* Task objective *
Repeat the whole listing below, word for word.

* Dataset records *
--------------------------------

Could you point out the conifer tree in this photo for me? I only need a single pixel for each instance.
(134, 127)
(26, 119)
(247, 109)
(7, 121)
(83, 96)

--------------------------------

* Solution for this problem *
Could you point out the conifer tree in this photo for me? I only need a single pixel for each instance.
(134, 127)
(26, 119)
(247, 109)
(7, 121)
(83, 96)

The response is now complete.